What you will do:
Output the lines of the listing below without any changes.

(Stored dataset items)
## Begin

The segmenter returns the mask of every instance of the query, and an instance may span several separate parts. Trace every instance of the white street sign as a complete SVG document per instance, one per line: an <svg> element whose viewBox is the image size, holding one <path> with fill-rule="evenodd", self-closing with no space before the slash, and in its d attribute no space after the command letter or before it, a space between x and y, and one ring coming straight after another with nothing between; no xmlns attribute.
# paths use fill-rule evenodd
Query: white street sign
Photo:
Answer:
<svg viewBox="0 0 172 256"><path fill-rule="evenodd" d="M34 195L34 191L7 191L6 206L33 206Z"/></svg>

## End

Result of the task:
The segmenter returns the mask of every instance of the query, and an instance may span several separate parts. Trace every instance of the white street sign as a complete SVG document per instance, one per line: an <svg> element whose viewBox is the image size, holding one <path> with fill-rule="evenodd", self-closing with no space before the slash, and in its d attribute no space after the command letter or before it, a space between x and y, and one ring coming straight after another with nothing between; no xmlns attribute.
# paths use fill-rule evenodd
Query: white street sign
Photo:
Answer:
<svg viewBox="0 0 172 256"><path fill-rule="evenodd" d="M34 195L34 191L7 191L6 206L33 206Z"/></svg>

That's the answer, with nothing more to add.